• [Deine Aufgaben]:
[1] Beantworte mithilfe des Textes über Grundrechte von Ungeimpften diese Fragen:
(a) Welches Amt hatte Hans-Jürgen Papier früher?
(b) Welche drei Maßnahmen soll es laut Papier für Geimpfte nicht mehr geben?
(c) Wer darf nach der 3G-Regel hinein?
[2] Schreib aus dem Text über Grundrechte von Ungeimpften alles zwischen „Ungeimpfte können in ihren Grundrechten eingeschränkt werden, so“ und „Leben teilweise auszuschließen.“ genau ab, beides eingeschlossen.

• [Textauszug]:
==================================================

Ungeimpfte können in ihren Grundrechten eingeschränkt werden

Ungeimpfte können in ihren Grundrechten eingeschränkt werden, so Hans-Jürgen Papier Ex-Präsident des Bundesverfassungsgerichts und einer der wichtigsten Staatsrechtler Deutschlands. Er erklärt er, warum Corona-Einschränkungen für Geimpfte nicht mehr vertretbar sind – es aus seiner Sicht aber gute Gründe gebe, Ungeimpfte vom öffentlichen Leben teilweise auszuschließen.

„Freiheitsbeschränkungen sind gegenüber geimpften und genesenen Personen regelmäßig nicht mehr zulässig. Denn sie sind zur Verhinderung der Verbreitung der Covid-19-Erkrankung nicht mehr notwendig. Bei der Aufhebung oder Lockerung staatlicher Beschränkungsmaßnahmen für diese Personen geht es um die rechtlich gebotene Herstellung des verfassungsrechtlichen Normalzustands“, so Papier.

„Der Staat ist nicht verpflichtet, negativ getestete Personen den geimpften gleich zustellen“

Heißt: Pauschale Kontaktbeschränkungen, Ausgangssperren oder gar ein Lockdown dürfe es für Geimpfte zu Genesene nicht mehr geben. „Sie stehen jedenfalls nicht mehr in einem angemessenen Verhältnis zu dem angestrebten Nutzen für den Infektionsschutz“, so der Verfassungsrechtler weiter.

Ungeimpfte können in ihren Grundrechten eingeschränkt werden

Eingriffe in die Grundrechte Ugeimpfter dagegen halte er nicht zwingend für verfassungswidrig: „Der Staat ist von Verfassungs wegen nicht verpflichtet, die nicht Geimpften, aber negativ getesteten Personen in jedem Fall den geimpften und genesenen Personen gleichzustellen. Er kann unter bestimmten Voraussetzungen eine sogenannte 2G-Lösung bei der Nutzung von öffentlichen Einrichtungen oder dem Besuch von Veranstaltungen verbindlich vorschreiben“. Das heißt: Auch wenn die Bundesregierung bislang bei öffentlichen Schulen, Museen, Theatern, Sporthallen oder Veranstaltungen auf die 3G-Regel (Zutritt für Genesene, Geimpfte und negativ Getestete) setze, könne der Staat prinzipiell ungeimpfte Personen ausschließen davon – also eine 2G-Regel vorschreiben.

==================================================

• [Gegebene Angaben]:
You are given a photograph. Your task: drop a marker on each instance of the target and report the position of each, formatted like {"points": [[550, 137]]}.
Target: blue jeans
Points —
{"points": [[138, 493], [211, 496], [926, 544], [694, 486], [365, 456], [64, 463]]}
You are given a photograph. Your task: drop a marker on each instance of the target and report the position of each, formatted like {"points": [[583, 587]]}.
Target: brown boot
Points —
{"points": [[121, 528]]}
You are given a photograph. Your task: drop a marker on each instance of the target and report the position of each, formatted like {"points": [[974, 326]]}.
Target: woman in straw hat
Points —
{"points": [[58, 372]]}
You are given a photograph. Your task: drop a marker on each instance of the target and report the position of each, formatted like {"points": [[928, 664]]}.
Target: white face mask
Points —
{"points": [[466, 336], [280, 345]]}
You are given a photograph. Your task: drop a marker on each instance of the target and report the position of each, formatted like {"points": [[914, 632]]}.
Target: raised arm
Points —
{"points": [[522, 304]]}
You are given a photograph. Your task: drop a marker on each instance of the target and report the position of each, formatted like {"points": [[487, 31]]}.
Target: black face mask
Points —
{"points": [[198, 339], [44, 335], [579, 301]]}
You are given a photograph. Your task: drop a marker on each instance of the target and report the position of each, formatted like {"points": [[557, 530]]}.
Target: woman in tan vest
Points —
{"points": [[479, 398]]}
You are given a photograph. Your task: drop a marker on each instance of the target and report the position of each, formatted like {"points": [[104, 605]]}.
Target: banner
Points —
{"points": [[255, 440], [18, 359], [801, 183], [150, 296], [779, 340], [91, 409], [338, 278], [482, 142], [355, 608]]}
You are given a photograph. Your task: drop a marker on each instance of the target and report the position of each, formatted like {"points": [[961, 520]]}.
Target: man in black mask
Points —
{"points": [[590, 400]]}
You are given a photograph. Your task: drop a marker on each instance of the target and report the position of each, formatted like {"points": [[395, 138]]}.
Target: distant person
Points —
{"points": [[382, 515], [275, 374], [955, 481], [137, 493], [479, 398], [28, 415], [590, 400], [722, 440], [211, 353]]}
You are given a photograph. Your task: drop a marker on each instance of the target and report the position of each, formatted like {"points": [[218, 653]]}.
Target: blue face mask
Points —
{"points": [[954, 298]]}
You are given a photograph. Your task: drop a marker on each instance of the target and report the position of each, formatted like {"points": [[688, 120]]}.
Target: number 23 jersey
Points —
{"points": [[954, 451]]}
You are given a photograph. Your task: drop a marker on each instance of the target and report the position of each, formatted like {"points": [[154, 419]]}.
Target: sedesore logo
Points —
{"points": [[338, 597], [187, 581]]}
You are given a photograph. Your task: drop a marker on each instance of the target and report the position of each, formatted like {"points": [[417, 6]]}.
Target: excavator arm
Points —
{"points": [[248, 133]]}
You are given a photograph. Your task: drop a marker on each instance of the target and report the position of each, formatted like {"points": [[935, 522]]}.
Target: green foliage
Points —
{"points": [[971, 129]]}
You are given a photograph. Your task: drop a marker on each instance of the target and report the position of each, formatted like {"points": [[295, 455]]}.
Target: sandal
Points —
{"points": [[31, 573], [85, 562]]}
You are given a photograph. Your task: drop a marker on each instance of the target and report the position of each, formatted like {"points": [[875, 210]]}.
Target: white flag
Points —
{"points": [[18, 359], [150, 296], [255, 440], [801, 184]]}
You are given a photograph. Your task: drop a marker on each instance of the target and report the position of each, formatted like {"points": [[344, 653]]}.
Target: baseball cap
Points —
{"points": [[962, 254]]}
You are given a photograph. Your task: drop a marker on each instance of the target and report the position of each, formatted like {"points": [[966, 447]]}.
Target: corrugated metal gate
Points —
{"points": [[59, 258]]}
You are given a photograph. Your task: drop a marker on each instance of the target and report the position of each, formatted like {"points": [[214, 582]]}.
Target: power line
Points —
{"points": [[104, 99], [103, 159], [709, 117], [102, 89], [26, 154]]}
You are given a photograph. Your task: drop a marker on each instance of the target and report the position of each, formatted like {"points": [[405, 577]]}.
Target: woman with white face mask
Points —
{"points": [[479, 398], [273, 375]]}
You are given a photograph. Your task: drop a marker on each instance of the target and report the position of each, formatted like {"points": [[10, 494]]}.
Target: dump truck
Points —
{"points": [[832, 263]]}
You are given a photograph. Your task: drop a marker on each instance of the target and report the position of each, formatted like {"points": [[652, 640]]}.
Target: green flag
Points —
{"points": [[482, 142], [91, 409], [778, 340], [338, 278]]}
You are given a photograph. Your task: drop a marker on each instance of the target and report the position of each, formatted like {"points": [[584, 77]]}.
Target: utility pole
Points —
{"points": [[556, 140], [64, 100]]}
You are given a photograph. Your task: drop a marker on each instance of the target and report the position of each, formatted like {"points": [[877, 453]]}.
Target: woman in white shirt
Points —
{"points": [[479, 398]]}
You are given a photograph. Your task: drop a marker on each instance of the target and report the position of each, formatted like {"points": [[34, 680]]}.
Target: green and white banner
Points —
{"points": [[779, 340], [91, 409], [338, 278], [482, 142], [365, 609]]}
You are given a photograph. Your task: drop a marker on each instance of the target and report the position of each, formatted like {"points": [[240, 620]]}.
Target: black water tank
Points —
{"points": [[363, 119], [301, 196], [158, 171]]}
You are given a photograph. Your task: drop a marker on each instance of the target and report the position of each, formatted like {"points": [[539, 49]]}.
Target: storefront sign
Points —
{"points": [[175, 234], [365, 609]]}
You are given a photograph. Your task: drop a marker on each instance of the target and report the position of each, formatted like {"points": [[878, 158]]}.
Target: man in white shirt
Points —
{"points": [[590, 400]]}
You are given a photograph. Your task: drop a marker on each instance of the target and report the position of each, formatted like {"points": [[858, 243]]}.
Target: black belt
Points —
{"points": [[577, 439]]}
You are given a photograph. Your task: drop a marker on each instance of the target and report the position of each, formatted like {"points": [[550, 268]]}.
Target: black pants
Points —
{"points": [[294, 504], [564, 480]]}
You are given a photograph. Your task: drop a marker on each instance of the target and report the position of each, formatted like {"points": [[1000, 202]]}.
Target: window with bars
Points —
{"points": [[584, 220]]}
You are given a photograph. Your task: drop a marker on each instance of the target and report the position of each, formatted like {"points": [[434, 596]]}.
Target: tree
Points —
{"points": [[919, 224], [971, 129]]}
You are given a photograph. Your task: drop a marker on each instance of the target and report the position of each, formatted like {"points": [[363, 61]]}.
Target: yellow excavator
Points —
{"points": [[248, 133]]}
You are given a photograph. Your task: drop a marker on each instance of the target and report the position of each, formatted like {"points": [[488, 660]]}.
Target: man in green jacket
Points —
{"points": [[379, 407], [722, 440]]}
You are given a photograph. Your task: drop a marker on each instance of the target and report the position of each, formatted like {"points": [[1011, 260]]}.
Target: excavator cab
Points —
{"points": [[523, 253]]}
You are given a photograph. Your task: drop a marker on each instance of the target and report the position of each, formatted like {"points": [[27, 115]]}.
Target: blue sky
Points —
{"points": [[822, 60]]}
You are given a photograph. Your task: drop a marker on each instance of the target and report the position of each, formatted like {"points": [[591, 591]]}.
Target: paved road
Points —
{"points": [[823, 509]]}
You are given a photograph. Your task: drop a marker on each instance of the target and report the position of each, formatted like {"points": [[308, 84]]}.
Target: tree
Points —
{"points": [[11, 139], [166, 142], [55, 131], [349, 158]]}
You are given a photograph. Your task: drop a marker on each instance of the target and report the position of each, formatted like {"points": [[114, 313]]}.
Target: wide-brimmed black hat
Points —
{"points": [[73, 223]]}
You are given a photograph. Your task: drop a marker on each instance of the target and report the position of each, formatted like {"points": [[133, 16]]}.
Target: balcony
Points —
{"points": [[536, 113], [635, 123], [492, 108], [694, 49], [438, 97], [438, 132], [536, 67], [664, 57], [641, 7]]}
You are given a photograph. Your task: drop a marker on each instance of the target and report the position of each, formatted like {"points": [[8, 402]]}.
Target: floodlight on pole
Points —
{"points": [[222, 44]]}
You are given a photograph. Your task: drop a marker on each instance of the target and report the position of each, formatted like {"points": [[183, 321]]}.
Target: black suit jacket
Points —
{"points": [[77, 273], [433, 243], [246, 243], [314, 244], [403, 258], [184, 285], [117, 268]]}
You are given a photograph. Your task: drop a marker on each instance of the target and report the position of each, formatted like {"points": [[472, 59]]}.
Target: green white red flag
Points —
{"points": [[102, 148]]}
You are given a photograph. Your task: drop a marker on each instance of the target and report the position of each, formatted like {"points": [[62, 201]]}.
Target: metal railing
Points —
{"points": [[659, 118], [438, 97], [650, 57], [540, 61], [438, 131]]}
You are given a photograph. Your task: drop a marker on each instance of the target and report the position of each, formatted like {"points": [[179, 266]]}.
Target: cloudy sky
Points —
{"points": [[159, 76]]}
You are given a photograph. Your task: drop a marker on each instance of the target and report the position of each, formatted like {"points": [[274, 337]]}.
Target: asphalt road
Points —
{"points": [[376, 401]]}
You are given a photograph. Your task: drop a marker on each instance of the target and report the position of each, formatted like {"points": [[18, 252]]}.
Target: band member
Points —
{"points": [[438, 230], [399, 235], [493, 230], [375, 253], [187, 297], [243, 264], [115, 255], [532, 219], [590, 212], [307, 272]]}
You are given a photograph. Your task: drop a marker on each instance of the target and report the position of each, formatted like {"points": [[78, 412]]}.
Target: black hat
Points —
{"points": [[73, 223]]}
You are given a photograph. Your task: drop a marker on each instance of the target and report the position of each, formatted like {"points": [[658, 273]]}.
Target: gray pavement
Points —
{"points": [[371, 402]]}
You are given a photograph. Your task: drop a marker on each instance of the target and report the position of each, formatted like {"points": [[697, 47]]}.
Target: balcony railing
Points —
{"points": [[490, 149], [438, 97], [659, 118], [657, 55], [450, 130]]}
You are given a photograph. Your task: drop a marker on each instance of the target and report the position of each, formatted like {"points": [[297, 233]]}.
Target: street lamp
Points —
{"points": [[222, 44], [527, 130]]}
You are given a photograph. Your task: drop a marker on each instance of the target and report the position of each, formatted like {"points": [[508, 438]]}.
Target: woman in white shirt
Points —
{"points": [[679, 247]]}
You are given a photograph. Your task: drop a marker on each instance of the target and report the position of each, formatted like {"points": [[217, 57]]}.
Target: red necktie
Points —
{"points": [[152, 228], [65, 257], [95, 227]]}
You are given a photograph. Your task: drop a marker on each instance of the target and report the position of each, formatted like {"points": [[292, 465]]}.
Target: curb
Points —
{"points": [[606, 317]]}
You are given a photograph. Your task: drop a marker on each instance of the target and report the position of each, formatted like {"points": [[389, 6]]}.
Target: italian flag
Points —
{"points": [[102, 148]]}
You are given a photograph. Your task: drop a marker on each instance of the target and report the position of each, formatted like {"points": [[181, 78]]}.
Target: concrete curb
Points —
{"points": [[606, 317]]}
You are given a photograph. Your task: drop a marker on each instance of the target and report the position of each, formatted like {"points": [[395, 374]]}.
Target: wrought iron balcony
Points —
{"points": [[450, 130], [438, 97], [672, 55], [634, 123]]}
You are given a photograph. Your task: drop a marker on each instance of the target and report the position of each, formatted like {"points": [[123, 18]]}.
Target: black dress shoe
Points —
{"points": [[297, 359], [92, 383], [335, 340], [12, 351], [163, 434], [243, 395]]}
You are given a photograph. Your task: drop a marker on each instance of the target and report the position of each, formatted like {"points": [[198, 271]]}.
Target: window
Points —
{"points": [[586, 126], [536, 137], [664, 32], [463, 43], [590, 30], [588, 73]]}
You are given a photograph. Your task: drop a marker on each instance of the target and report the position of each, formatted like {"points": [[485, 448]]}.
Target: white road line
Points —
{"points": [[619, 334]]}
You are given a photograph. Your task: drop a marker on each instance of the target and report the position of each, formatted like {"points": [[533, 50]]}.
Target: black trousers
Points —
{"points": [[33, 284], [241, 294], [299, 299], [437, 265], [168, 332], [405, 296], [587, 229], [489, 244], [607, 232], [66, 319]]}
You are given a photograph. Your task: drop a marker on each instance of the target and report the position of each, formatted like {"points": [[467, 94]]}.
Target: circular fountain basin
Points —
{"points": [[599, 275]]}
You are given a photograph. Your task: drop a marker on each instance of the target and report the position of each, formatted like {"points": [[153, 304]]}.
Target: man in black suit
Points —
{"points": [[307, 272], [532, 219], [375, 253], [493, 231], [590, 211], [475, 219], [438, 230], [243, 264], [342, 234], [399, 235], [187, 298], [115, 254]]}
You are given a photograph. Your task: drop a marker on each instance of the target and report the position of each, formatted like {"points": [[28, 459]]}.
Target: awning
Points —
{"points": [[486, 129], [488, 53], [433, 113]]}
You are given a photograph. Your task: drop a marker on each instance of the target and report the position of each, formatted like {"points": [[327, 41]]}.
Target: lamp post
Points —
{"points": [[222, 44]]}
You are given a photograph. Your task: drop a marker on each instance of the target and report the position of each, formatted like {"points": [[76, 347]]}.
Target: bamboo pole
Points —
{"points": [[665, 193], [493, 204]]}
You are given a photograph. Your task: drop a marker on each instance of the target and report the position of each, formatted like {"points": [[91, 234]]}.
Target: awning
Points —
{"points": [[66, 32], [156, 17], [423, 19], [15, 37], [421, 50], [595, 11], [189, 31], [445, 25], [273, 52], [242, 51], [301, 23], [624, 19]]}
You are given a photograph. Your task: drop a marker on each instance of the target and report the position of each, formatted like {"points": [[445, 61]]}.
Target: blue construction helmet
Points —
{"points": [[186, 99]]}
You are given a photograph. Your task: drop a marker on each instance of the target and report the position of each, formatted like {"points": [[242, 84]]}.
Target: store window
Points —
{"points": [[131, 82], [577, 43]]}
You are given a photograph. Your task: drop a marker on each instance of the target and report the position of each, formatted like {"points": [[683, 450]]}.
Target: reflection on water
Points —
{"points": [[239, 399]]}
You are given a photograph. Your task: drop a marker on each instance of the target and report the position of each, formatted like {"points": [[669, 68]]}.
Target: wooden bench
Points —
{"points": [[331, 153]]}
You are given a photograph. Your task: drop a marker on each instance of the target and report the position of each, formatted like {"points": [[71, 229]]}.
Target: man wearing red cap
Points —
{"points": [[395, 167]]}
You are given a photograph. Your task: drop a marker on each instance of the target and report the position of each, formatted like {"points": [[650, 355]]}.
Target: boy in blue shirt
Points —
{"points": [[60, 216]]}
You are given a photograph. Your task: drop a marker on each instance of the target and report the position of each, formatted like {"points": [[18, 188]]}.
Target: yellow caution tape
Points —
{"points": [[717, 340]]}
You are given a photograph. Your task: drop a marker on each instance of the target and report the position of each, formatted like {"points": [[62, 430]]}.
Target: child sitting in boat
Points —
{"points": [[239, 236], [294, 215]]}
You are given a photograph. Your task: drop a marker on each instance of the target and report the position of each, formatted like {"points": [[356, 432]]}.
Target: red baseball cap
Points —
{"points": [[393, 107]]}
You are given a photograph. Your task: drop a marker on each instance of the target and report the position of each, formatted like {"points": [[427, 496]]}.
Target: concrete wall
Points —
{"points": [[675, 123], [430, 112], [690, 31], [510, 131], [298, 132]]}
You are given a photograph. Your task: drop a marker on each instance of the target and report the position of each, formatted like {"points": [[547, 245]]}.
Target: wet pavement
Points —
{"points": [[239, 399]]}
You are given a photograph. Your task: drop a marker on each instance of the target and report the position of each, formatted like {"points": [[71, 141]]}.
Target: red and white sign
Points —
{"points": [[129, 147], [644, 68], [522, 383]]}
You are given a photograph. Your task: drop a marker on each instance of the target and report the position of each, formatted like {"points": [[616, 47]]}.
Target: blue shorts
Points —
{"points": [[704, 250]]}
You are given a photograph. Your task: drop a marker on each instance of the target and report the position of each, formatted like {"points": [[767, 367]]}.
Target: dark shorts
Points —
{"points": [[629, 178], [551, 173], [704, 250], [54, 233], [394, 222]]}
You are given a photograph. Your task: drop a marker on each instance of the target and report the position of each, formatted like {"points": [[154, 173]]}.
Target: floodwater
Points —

==================================================

• [Lösungen]:
[1]
(a) Er war Präsident des Bundesverfassungsgerichts.
(b) Pauschale Kontaktbeschränkungen, Ausgangssperren und einen Lockdown.
(c) Genesene, Geimpfte und negativ Getestete.

[2]
Ungeimpfte können in ihren Grundrechten eingeschränkt werden, so Hans-Jürgen Papier Ex-Präsident des Bundesverfassungsgerichts und einer der wichtigsten Staatsrechtler Deutschlands. Er erklärt er, warum Corona-Einschränkungen für Geimpfte nicht mehr vertretbar sind – es aus seiner Sicht aber gute Gründe gebe, Ungeimpfte vom öffentlichen Leben teilweise auszuschließen.